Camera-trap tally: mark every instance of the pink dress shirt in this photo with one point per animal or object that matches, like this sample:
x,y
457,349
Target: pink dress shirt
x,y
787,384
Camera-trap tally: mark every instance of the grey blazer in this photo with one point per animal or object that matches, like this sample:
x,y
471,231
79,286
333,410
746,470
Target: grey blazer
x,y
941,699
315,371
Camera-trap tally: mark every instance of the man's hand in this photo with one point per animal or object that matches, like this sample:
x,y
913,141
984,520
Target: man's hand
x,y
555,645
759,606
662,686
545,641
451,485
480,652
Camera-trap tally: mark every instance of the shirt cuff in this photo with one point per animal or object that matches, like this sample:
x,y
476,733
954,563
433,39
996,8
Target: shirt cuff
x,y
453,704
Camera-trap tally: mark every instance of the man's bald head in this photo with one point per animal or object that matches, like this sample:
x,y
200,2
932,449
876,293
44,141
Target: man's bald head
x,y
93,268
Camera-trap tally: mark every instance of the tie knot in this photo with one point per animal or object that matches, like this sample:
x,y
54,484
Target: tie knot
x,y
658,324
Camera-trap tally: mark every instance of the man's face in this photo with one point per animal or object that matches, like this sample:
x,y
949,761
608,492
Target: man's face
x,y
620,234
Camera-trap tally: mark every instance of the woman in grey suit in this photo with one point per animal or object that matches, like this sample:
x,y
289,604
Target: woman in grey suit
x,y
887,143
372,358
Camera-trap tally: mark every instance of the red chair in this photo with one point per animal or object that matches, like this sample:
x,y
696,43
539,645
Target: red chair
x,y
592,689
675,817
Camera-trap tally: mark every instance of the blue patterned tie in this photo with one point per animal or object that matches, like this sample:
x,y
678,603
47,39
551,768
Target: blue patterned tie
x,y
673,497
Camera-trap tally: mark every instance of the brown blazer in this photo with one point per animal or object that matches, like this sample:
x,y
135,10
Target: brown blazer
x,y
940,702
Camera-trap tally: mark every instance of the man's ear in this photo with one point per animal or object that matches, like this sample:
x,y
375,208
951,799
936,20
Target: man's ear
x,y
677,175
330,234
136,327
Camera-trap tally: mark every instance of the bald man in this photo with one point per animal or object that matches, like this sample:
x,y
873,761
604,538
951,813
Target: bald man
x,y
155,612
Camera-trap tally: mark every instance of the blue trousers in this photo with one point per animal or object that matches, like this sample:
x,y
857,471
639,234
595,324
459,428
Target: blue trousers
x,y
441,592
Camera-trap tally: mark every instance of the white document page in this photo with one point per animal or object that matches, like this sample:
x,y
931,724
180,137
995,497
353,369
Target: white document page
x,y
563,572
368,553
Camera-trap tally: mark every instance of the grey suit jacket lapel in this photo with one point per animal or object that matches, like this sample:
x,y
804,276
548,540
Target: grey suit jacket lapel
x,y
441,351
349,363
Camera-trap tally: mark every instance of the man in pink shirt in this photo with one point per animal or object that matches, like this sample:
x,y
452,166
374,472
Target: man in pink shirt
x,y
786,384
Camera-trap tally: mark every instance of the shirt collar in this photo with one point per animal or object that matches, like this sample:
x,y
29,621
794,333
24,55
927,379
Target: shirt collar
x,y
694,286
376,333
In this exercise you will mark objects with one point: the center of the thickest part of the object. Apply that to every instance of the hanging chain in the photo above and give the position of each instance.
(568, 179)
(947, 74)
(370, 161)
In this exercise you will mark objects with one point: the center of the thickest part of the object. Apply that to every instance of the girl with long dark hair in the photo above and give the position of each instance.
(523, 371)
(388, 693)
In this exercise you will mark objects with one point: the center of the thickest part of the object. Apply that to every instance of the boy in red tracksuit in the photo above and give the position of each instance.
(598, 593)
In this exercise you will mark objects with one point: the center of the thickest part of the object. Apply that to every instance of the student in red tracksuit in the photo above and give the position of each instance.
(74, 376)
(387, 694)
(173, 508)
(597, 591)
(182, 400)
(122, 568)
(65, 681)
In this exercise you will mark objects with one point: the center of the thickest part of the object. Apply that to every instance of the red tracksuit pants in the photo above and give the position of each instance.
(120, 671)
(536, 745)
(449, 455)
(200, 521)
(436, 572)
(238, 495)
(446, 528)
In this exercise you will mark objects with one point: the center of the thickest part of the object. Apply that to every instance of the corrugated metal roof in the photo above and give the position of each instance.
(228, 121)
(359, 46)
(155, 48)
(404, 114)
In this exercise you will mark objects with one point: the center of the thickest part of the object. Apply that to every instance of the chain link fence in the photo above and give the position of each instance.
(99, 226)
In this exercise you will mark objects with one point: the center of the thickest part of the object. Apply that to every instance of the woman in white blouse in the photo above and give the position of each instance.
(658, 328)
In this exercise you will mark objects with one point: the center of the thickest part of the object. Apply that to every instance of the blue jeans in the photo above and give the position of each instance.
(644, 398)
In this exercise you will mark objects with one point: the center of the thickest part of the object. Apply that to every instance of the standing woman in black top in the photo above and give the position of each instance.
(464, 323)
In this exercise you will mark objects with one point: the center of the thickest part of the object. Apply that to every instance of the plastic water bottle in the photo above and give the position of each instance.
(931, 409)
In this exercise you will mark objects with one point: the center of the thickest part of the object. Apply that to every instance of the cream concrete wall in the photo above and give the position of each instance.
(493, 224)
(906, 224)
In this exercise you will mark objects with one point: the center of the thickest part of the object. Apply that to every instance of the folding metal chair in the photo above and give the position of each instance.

▶ _THE PROBLEM_: Go through the records and set each one down again, unchanged.

▶ _FINISHED EXERCISE_:
Camera-trap tally: mark every instance of the pink dress shirt in this photo with one point per animal or object that matches, like this sample:
x,y
457,349
Target: pink dress shirt
x,y
787,384
Camera-trap tally: mark every instance of the grey blazer in this photo with one point per animal or object that matches, like this sample:
x,y
471,231
79,286
333,410
746,470
Target: grey blazer
x,y
941,699
315,371
Camera-trap tally: mark every instance of the man's hand in this photo with one point per animal or object that matches, like this sample:
x,y
913,141
984,520
Target: man's hand
x,y
555,645
759,606
662,686
545,641
451,485
480,652
Camera-trap tally: mark every instance of the shirt cuff in this photo with one point per animal or object that matches, like this sample:
x,y
476,733
954,563
433,39
996,8
Target: shirt cuff
x,y
453,704
Camera-trap tally: mark every instance of the man's bald head in this photo with one point per animal or object that matches, like this sample:
x,y
200,2
932,449
876,293
44,141
Target: man's bald head
x,y
93,268
Camera-trap tally: mark every instance of the tie knot in this photo with one point per animal or object that matches, like this sample:
x,y
54,484
Target: tie knot
x,y
658,324
Camera-trap tally: mark every instance of the man's face in this photo with one point per animal or object that matches, like this sample:
x,y
949,761
608,492
Target: man's face
x,y
620,234
Camera-trap tally: mark every instance of the woman in grey suit in this photo with one point per animal or object that matches, like this sample:
x,y
289,604
Target: woman in grey suit
x,y
887,143
372,358
Camera-trap tally: mark every instance of the red chair in this photo with one point per animal or object that matches, like this sample:
x,y
696,43
539,645
Target: red chair
x,y
592,689
675,817
Camera-trap tally: mark every instance of the blue patterned tie in this photo with one point per animal or object that matches, like this sample:
x,y
678,603
47,39
551,768
Target: blue patterned tie
x,y
673,497
Camera-trap tally: mark every instance of the brown blazer in this photo with one point per animal or object that matches, like this sample:
x,y
135,10
Target: brown blazer
x,y
940,702
Camera-trap tally: mark every instance of the man's ear in this photo with one point per animal or object that matches, like this sample:
x,y
375,208
951,799
936,20
Target: man's ear
x,y
677,175
330,234
136,327
Camera-trap tally: mark every instance of the bald man in this photo with one point per animal or object that matches, like this sample:
x,y
873,761
604,538
951,813
Target: bald man
x,y
155,612
Camera-trap tally: mark every instance of the blue trousers in this photo with one point per animal or object that matches, like this sample:
x,y
857,471
639,234
595,324
459,428
Target: blue trousers
x,y
441,592
Camera-trap tally: mark every instance of the white document page in this photo with one point per animal or object that matches, like this sample:
x,y
931,724
180,137
995,497
353,369
Target: white document page
x,y
563,572
368,553
Camera-trap tally: mark every instance of the grey suit jacket lapel in this photo with one point per animal or object that matches, like this sample:
x,y
804,276
548,540
Target: grey suit jacket lapel
x,y
441,351
349,363
Camera-trap tally: mark every instance of the man in pink shirt in this photo with one point per animal or object that matches, like this sample:
x,y
452,166
374,472
Target: man in pink shirt
x,y
786,384
Camera-trap tally: mark every instance of the shirt collar in this photo with one point per animal or object that matches, like this sample:
x,y
29,621
794,333
24,55
927,379
Target: shirt collar
x,y
694,286
376,333
In this exercise you will mark objects with one point: the center of the thickest part of the object. Apply that to every instance of the hanging chain in the photo above and give the position of each instance.
(568, 179)
(947, 74)
(370, 161)
In this exercise you will mark objects with one point: the center of the thickest part of the object. Apply that to every instance of the girl with long dark hair in the photo above and give the position of each instance.
(523, 371)
(388, 693)
In this exercise you will mark objects with one point: the center of the thickest part of the object. Apply that to every instance of the boy in red tracksuit in the photo above and give the position of each instance.
(598, 593)
In this exercise you will mark objects with one point: the center of the thickest part of the object. Apply that to every instance of the student in red tracksuit in the photo above and give the position of each instance.
(74, 376)
(387, 694)
(173, 508)
(597, 591)
(182, 400)
(122, 568)
(65, 681)
In this exercise you will mark objects with one point: the center of the thickest part of the object. Apply that to every instance of the red tracksuit pants in the photo above and give the position of each instance.
(120, 671)
(536, 745)
(449, 455)
(200, 521)
(436, 572)
(238, 495)
(446, 528)
In this exercise you will mark objects with one point: the center of the thickest part of the object. Apply that to every instance of the corrugated metal roof in the photo above and give the position of each instance.
(228, 121)
(359, 46)
(155, 48)
(404, 114)
In this exercise you will mark objects with one point: the center of the thickest part of the object. Apply that to every instance of the chain link fence in the photo above and give the position of each instance.
(99, 226)
In this exercise you will mark objects with one point: the center of the thickest part of the object. Apply that to every instance of the woman in white blouse in the photo above and give the position of each instance.
(658, 328)
In this exercise you will mark objects with one point: the center of the thickest part of the object. Apply that to every instance of the blue jeans in the photo above and give the position of each instance.
(644, 398)
In this exercise you will mark objects with one point: the center of the thickest part of the object. Apply that to every instance of the standing woman in black top in the photo above and give the position of each instance.
(464, 323)
In this exercise you will mark objects with one point: the center of the thickest part of the object. Apply that to every instance of the plastic water bottle in the photo above and give the position of each instance.
(931, 409)
In this exercise you will mark objects with one point: the center of the thickest part of the object. Apply that to every instance of the cream concrete wall in the photo above and give the position of each instance.
(493, 224)
(906, 224)
In this exercise you will mark objects with one point: the center of the thickest part of the object. Apply that to every instance of the folding metal chair in the photo above and give the position of each instance.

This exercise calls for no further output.